◆ RECORDS FOR THE TASK:
=-=-=-=-=
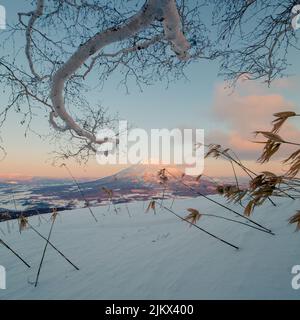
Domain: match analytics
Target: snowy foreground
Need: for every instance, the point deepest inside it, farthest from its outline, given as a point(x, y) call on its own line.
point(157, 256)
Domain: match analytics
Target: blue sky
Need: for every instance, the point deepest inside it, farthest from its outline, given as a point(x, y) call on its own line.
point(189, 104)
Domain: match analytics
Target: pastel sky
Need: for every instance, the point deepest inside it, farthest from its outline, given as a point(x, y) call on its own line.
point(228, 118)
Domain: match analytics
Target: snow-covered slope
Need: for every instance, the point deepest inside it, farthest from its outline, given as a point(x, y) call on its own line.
=-=-=-=-=
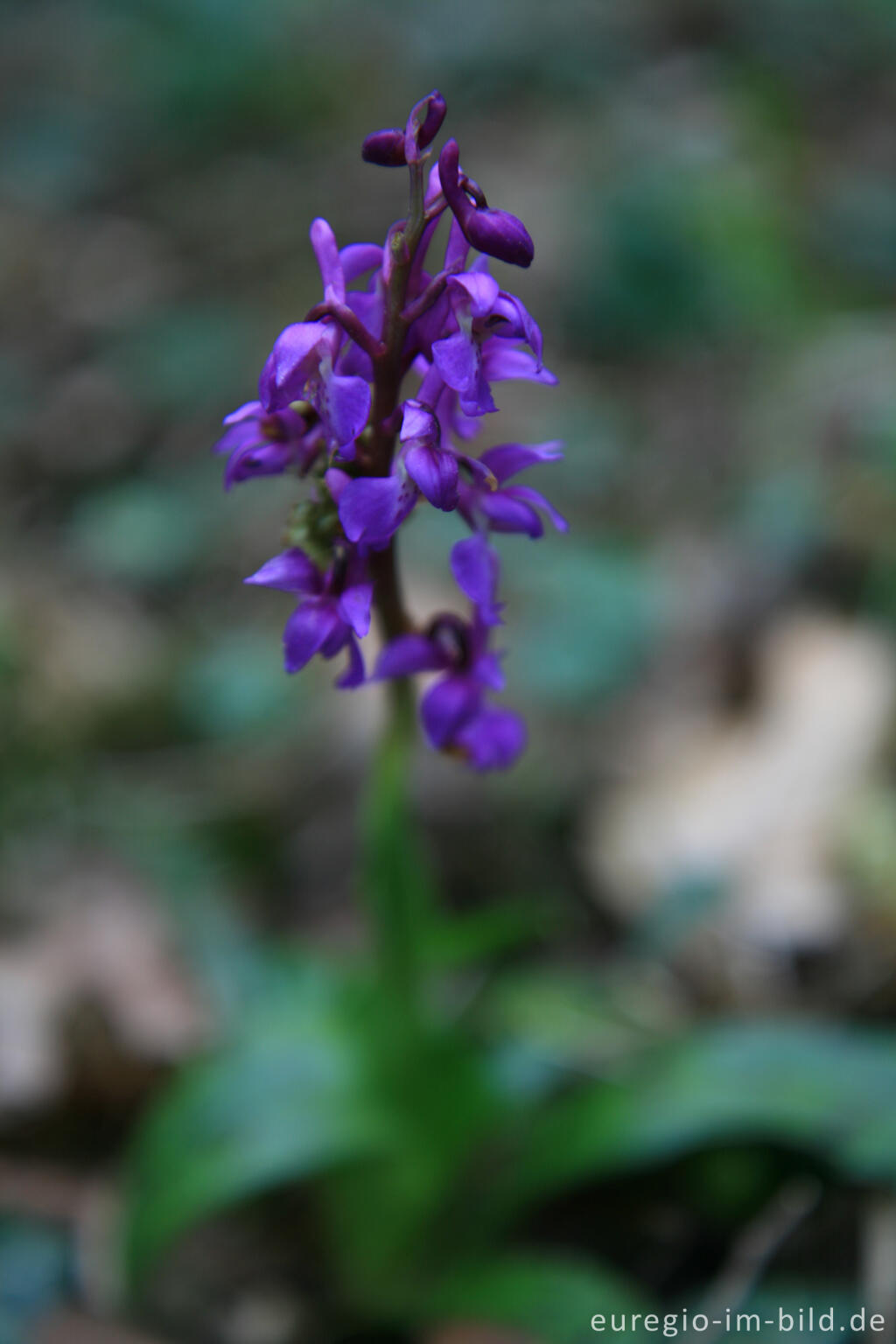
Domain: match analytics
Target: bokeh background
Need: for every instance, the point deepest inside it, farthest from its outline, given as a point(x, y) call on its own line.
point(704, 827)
=-=-=-=-=
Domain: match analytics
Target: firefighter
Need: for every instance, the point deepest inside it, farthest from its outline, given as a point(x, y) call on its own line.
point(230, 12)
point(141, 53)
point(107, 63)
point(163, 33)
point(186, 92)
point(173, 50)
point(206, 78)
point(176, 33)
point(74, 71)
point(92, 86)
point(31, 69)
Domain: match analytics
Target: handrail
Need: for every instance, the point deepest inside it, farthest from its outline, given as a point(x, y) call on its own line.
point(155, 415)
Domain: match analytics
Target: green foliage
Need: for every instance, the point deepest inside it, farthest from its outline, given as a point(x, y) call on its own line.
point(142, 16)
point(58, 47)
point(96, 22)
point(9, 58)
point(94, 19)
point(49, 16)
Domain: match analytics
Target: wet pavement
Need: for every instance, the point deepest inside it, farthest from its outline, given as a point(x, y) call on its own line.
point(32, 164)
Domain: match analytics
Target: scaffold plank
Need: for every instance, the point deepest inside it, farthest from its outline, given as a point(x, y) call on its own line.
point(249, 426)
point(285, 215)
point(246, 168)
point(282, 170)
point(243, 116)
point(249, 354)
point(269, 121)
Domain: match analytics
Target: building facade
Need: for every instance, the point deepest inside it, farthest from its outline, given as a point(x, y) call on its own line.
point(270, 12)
=-=-=-=-=
◆ ACTIVITY: Count how many lines above hold the word "Target", then reply with that number alone.

◆ WRITTEN REPLY: 11